— PROBLEM TO WORK ON —
Can you reproduce the entire Jack O'Connell biography below, word for word?

— GIVEN TEXT —
● ● ● ●
- Born: December 25, 1959 Worcester, Massachusetts, U.S.
- Died: January 1, 2024 (aged 64) Worcester, Massachusetts, U.S.
- Education: College of the Holy Cross (BA)
- Occupation: Author
- Spouse: Nancy
- Children: 2

= Jack O'Connell (author) =

American author (1959–2024)

Jack O'Connell (December 25, 1959 – January 1, 2024) was an American author of noir crime fiction and speculative fiction novels. He lived in Worcester, Massachusetts, with his wife, Nancy, and two children. He was a student and taught at the College of the Holy Cross in Worcester. O'Connell died on January 1, 2024, at the age of 64.

==Career==
O'Connell stated that the post-industrial urban decay of Worcester was an influence on Quinsigamond, the fictional city where his novels are set.
● ● ● ●
— DATA LINES —
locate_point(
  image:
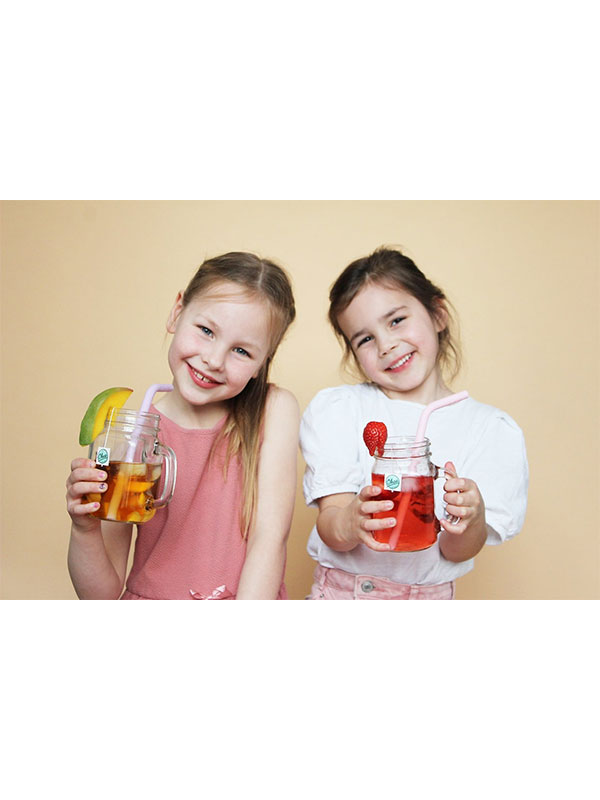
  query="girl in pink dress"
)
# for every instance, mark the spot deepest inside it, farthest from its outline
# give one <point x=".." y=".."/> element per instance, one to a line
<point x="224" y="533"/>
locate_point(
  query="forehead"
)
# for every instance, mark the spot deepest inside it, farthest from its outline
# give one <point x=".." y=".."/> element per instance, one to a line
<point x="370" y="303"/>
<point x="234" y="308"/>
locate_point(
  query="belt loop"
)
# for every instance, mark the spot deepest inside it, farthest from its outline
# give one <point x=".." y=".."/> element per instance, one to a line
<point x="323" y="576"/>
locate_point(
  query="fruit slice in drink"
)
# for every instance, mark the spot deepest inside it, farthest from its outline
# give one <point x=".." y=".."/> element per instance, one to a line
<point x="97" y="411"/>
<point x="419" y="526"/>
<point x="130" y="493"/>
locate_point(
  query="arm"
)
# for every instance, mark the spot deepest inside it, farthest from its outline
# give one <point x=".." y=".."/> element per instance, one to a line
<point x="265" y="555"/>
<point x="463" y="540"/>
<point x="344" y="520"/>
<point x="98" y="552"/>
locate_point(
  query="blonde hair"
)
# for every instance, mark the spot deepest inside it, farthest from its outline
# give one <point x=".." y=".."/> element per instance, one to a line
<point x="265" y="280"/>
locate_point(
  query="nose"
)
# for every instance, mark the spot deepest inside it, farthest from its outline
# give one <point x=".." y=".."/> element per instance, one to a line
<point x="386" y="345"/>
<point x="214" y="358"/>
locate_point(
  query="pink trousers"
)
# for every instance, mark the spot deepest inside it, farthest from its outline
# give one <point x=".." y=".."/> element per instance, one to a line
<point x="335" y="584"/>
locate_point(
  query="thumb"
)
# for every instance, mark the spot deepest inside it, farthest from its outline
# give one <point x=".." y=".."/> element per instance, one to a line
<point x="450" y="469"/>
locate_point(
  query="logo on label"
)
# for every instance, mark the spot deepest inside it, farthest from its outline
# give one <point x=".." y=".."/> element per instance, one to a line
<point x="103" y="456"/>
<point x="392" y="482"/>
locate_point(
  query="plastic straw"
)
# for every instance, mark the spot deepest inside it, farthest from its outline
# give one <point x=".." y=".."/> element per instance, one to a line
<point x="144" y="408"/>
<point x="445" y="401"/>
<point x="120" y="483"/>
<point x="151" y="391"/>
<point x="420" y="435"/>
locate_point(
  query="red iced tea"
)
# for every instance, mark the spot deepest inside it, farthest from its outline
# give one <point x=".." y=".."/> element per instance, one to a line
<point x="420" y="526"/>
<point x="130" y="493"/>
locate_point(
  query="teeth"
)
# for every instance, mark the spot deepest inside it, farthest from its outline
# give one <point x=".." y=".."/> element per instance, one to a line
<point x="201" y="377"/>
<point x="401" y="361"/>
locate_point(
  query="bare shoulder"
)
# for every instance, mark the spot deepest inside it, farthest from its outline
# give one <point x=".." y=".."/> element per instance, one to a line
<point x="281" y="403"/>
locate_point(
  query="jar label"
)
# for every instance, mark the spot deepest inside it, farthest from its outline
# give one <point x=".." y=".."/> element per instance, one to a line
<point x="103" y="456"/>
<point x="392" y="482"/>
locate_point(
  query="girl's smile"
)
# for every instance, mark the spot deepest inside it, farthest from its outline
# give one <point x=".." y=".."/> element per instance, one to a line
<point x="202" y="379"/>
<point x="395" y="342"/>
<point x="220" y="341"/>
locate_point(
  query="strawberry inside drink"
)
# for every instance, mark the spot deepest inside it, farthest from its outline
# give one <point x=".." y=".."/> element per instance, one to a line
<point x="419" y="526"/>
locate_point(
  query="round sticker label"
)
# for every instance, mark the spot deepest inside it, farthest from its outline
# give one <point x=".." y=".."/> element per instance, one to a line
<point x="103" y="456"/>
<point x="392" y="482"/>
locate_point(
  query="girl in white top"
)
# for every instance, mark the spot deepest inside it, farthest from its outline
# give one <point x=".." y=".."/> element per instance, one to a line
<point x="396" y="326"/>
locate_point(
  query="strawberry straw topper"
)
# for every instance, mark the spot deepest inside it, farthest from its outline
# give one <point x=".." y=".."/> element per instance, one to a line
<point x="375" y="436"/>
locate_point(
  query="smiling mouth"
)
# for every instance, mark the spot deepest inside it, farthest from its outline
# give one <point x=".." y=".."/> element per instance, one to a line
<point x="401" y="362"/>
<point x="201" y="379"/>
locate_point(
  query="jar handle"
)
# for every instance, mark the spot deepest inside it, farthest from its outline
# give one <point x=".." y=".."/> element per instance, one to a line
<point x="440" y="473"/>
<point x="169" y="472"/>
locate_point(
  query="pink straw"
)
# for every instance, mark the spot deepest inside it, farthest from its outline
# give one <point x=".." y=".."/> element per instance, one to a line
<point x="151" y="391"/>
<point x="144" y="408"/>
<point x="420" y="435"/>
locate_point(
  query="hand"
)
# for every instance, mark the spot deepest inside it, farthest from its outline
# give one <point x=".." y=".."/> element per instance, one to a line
● ● ● ●
— TASK SOLUTION —
- Born: December 25, 1959 Worcester, Massachusetts, U.S.
- Died: January 1, 2024 (aged 64) Worcester, Massachusetts, U.S.
- Education: College of the Holy Cross (BA)
- Occupation: Author
- Spouse: Nancy
- Children: 2

= Jack O'Connell (author) =

American author (1959–2024)

Jack O'Connell (December 25, 1959 – January 1, 2024) was an American author of noir crime fiction and speculative fiction novels. He lived in Worcester, Massachusetts, with his wife, Nancy, and two children. He was a student and taught at the College of the Holy Cross in Worcester. O'Connell died on January 1, 2024, at the age of 64.

==Career==
O'Connell stated that the post-industrial urban decay of Worcester was an influence on Quinsigamond, the fictional city where his novels are set.